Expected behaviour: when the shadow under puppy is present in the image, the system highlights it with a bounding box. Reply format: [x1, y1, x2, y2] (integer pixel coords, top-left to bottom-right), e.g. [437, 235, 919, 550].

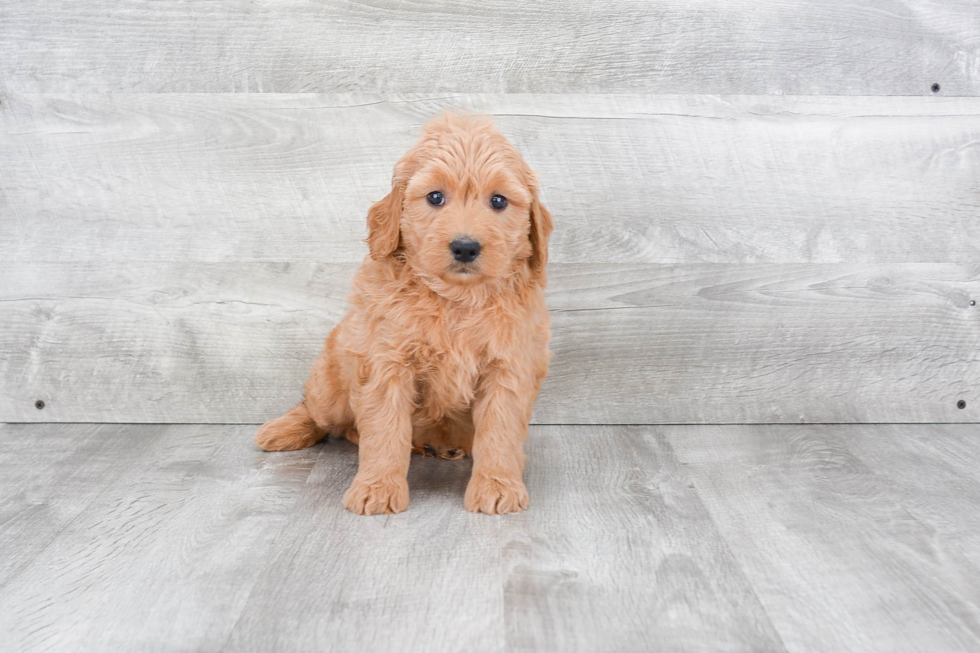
[256, 113, 553, 515]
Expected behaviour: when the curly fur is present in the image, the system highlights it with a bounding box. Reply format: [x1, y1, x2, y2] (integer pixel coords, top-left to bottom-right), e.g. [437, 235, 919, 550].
[256, 113, 553, 515]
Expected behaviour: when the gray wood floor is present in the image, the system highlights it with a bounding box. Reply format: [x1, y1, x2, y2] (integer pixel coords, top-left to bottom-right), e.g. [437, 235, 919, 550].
[2, 423, 979, 652]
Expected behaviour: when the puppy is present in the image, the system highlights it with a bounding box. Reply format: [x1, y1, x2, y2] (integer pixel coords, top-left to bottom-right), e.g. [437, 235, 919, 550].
[256, 113, 552, 515]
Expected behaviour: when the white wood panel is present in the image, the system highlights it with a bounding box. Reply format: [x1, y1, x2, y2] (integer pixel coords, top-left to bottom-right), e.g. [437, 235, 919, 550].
[3, 93, 979, 264]
[1, 262, 976, 424]
[1, 0, 978, 95]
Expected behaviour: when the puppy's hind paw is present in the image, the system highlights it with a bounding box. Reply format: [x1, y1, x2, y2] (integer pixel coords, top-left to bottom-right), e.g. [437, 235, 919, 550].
[255, 420, 318, 451]
[413, 443, 468, 459]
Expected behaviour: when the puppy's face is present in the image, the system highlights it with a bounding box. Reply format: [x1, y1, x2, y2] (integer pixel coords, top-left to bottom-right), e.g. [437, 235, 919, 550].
[367, 115, 552, 287]
[401, 147, 533, 285]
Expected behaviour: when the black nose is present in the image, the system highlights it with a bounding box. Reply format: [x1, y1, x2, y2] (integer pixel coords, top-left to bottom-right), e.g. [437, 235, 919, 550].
[450, 239, 481, 263]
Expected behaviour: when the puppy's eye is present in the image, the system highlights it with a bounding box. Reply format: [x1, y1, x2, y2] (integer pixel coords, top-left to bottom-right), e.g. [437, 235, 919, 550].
[490, 194, 508, 210]
[427, 191, 445, 207]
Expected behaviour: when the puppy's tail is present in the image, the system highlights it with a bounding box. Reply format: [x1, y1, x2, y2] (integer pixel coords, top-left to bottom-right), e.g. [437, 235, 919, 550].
[255, 402, 325, 451]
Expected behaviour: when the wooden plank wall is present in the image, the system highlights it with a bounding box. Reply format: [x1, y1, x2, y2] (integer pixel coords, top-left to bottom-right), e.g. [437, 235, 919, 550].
[1, 3, 978, 424]
[3, 1, 979, 95]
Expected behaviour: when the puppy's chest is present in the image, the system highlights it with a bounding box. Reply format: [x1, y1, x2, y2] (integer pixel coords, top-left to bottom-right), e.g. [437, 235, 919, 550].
[411, 319, 487, 412]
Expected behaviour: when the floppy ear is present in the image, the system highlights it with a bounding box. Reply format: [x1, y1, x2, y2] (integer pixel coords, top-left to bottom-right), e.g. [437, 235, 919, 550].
[366, 184, 403, 260]
[528, 189, 553, 283]
[367, 137, 430, 260]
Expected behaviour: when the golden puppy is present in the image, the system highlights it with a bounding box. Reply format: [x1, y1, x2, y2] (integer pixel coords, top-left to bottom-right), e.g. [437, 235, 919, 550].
[256, 113, 552, 515]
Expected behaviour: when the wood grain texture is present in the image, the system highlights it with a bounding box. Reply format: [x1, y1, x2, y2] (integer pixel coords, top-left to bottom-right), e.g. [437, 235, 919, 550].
[3, 93, 979, 264]
[497, 426, 783, 652]
[0, 424, 319, 652]
[668, 423, 980, 653]
[222, 436, 511, 653]
[1, 0, 978, 95]
[0, 426, 784, 652]
[4, 424, 980, 652]
[1, 262, 977, 424]
[174, 427, 784, 652]
[0, 424, 156, 588]
[842, 425, 980, 583]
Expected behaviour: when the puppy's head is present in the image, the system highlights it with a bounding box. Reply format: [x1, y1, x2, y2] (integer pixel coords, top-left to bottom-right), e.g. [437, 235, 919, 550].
[367, 113, 552, 287]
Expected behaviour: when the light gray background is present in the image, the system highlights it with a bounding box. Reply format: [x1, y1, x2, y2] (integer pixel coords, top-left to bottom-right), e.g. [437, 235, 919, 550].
[2, 2, 978, 423]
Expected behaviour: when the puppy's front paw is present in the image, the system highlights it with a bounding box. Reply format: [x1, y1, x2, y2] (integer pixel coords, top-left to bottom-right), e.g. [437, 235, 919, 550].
[344, 475, 410, 515]
[465, 472, 529, 514]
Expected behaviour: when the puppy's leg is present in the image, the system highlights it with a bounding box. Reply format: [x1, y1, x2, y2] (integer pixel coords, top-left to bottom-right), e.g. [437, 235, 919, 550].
[465, 364, 533, 514]
[255, 401, 325, 452]
[343, 363, 414, 515]
[255, 329, 351, 452]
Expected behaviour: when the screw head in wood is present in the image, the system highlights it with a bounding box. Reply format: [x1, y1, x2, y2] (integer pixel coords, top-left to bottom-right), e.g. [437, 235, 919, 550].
[971, 300, 976, 306]
[931, 83, 941, 93]
[957, 400, 967, 409]
[35, 399, 45, 410]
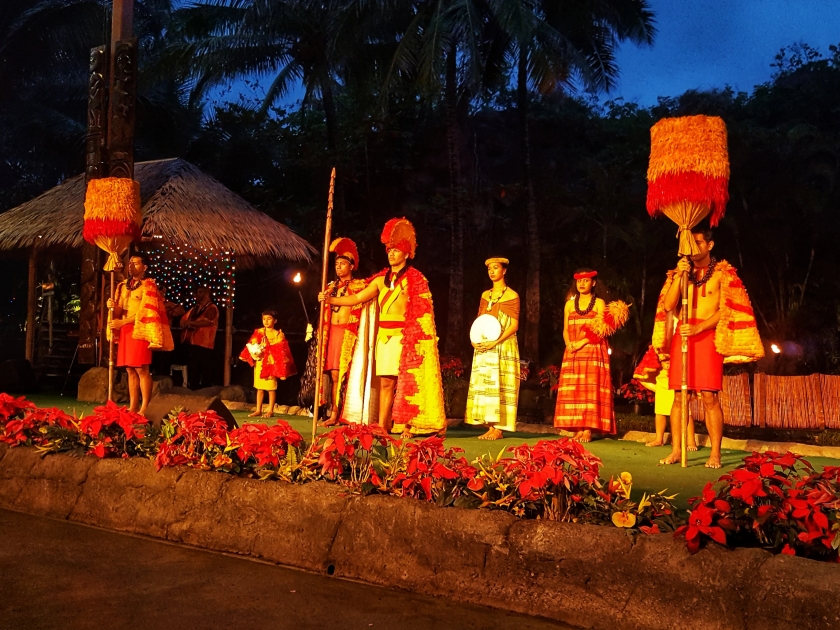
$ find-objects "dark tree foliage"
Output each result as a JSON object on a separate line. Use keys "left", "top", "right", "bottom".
{"left": 1, "top": 2, "right": 839, "bottom": 379}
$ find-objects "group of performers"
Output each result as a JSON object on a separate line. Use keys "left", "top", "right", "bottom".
{"left": 307, "top": 219, "right": 761, "bottom": 464}
{"left": 105, "top": 217, "right": 761, "bottom": 464}
{"left": 309, "top": 215, "right": 631, "bottom": 441}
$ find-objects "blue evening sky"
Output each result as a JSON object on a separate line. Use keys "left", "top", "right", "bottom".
{"left": 610, "top": 0, "right": 840, "bottom": 105}
{"left": 205, "top": 0, "right": 840, "bottom": 110}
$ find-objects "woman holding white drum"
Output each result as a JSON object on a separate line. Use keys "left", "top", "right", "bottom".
{"left": 465, "top": 257, "right": 521, "bottom": 439}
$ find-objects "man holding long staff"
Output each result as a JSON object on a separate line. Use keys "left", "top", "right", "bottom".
{"left": 654, "top": 227, "right": 762, "bottom": 467}
{"left": 319, "top": 218, "right": 446, "bottom": 437}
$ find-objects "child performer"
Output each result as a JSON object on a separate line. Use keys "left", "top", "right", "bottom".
{"left": 465, "top": 257, "right": 521, "bottom": 439}
{"left": 239, "top": 310, "right": 297, "bottom": 418}
{"left": 554, "top": 269, "right": 628, "bottom": 442}
{"left": 633, "top": 345, "right": 696, "bottom": 449}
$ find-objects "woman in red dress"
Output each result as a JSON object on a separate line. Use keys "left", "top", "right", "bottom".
{"left": 553, "top": 270, "right": 616, "bottom": 442}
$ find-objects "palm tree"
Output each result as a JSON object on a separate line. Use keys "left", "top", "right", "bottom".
{"left": 494, "top": 0, "right": 656, "bottom": 362}
{"left": 381, "top": 0, "right": 510, "bottom": 355}
{"left": 164, "top": 1, "right": 394, "bottom": 165}
{"left": 0, "top": 0, "right": 106, "bottom": 203}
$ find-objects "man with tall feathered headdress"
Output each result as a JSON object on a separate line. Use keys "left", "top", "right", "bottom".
{"left": 320, "top": 218, "right": 446, "bottom": 437}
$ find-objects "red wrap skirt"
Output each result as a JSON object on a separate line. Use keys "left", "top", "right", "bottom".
{"left": 325, "top": 323, "right": 347, "bottom": 371}
{"left": 669, "top": 318, "right": 723, "bottom": 392}
{"left": 117, "top": 323, "right": 152, "bottom": 368}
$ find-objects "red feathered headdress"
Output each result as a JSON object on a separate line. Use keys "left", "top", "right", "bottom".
{"left": 380, "top": 217, "right": 417, "bottom": 259}
{"left": 329, "top": 237, "right": 359, "bottom": 265}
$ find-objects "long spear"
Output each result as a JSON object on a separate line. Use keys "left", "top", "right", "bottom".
{"left": 311, "top": 167, "right": 336, "bottom": 443}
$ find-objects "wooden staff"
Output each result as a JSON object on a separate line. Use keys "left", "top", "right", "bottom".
{"left": 680, "top": 260, "right": 689, "bottom": 467}
{"left": 108, "top": 271, "right": 116, "bottom": 401}
{"left": 311, "top": 167, "right": 336, "bottom": 443}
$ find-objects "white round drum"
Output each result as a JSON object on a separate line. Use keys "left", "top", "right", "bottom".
{"left": 470, "top": 314, "right": 502, "bottom": 344}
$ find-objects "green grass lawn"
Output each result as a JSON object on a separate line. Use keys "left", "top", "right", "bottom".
{"left": 27, "top": 393, "right": 840, "bottom": 509}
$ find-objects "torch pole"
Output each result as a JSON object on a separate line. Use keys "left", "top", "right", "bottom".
{"left": 680, "top": 262, "right": 689, "bottom": 468}
{"left": 108, "top": 270, "right": 115, "bottom": 402}
{"left": 298, "top": 291, "right": 310, "bottom": 324}
{"left": 311, "top": 168, "right": 335, "bottom": 444}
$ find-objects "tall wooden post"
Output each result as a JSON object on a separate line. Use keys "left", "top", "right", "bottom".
{"left": 25, "top": 248, "right": 38, "bottom": 363}
{"left": 224, "top": 306, "right": 234, "bottom": 386}
{"left": 79, "top": 44, "right": 109, "bottom": 365}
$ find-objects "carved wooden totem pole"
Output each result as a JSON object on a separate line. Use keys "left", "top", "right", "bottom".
{"left": 78, "top": 1, "right": 137, "bottom": 365}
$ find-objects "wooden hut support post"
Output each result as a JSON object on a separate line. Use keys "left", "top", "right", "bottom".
{"left": 224, "top": 304, "right": 233, "bottom": 386}
{"left": 25, "top": 248, "right": 38, "bottom": 363}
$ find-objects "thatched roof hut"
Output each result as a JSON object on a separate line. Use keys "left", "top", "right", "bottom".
{"left": 0, "top": 158, "right": 316, "bottom": 386}
{"left": 0, "top": 157, "right": 316, "bottom": 268}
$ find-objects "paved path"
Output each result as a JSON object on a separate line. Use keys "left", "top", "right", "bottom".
{"left": 0, "top": 509, "right": 571, "bottom": 630}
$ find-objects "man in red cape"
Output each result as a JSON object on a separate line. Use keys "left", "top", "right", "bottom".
{"left": 654, "top": 228, "right": 762, "bottom": 468}
{"left": 320, "top": 218, "right": 446, "bottom": 437}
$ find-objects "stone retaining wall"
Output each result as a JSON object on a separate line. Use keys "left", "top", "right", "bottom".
{"left": 1, "top": 444, "right": 838, "bottom": 630}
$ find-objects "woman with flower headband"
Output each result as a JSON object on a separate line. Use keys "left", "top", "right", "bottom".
{"left": 554, "top": 269, "right": 628, "bottom": 442}
{"left": 465, "top": 257, "right": 521, "bottom": 440}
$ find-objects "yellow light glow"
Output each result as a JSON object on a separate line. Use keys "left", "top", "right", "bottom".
{"left": 771, "top": 343, "right": 781, "bottom": 354}
{"left": 293, "top": 272, "right": 302, "bottom": 283}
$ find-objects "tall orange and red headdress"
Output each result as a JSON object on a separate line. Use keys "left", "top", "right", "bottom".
{"left": 329, "top": 237, "right": 359, "bottom": 266}
{"left": 82, "top": 177, "right": 142, "bottom": 270}
{"left": 381, "top": 217, "right": 417, "bottom": 259}
{"left": 646, "top": 115, "right": 729, "bottom": 255}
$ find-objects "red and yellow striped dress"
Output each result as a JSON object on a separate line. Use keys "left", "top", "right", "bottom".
{"left": 553, "top": 309, "right": 615, "bottom": 434}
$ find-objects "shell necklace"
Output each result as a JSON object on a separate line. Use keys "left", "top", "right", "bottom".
{"left": 485, "top": 286, "right": 508, "bottom": 312}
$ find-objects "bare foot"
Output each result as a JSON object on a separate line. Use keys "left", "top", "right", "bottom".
{"left": 645, "top": 439, "right": 666, "bottom": 447}
{"left": 705, "top": 455, "right": 722, "bottom": 469}
{"left": 247, "top": 410, "right": 262, "bottom": 418}
{"left": 261, "top": 411, "right": 274, "bottom": 419}
{"left": 318, "top": 418, "right": 340, "bottom": 427}
{"left": 576, "top": 430, "right": 592, "bottom": 443}
{"left": 401, "top": 430, "right": 413, "bottom": 440}
{"left": 659, "top": 453, "right": 681, "bottom": 465}
{"left": 476, "top": 428, "right": 493, "bottom": 440}
{"left": 478, "top": 428, "right": 503, "bottom": 441}
{"left": 687, "top": 443, "right": 698, "bottom": 452}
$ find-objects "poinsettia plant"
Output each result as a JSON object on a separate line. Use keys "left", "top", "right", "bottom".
{"left": 225, "top": 421, "right": 304, "bottom": 480}
{"left": 676, "top": 451, "right": 840, "bottom": 561}
{"left": 310, "top": 423, "right": 394, "bottom": 489}
{"left": 78, "top": 400, "right": 149, "bottom": 458}
{"left": 376, "top": 436, "right": 480, "bottom": 506}
{"left": 439, "top": 355, "right": 466, "bottom": 380}
{"left": 538, "top": 365, "right": 561, "bottom": 392}
{"left": 0, "top": 393, "right": 35, "bottom": 424}
{"left": 618, "top": 379, "right": 655, "bottom": 404}
{"left": 155, "top": 409, "right": 230, "bottom": 471}
{"left": 2, "top": 406, "right": 75, "bottom": 448}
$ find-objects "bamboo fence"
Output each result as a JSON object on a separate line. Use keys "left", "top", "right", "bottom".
{"left": 753, "top": 373, "right": 826, "bottom": 429}
{"left": 687, "top": 374, "right": 751, "bottom": 426}
{"left": 819, "top": 375, "right": 840, "bottom": 430}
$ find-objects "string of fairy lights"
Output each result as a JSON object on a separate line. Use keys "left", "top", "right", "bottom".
{"left": 146, "top": 241, "right": 236, "bottom": 308}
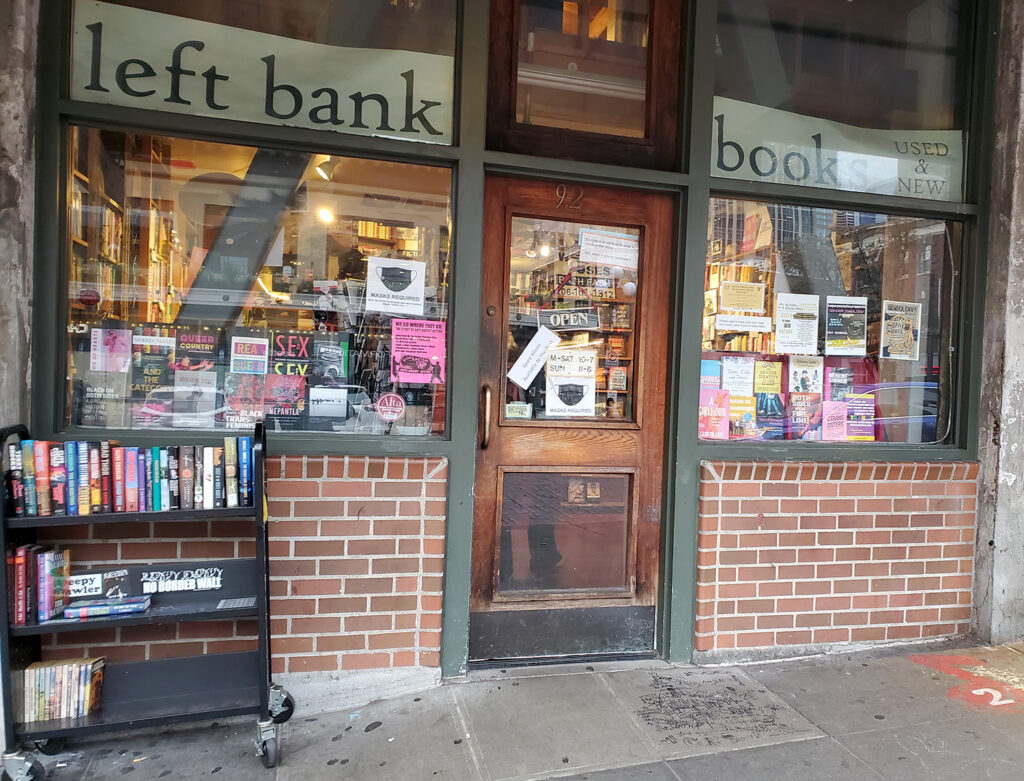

## [YOUR TASK]
Take every line from the data that includes the word "feathered".

## [RESPONSE BELOW]
$ find-objects "man with tall feathered headdress"
$ find-objects "red feathered headdress"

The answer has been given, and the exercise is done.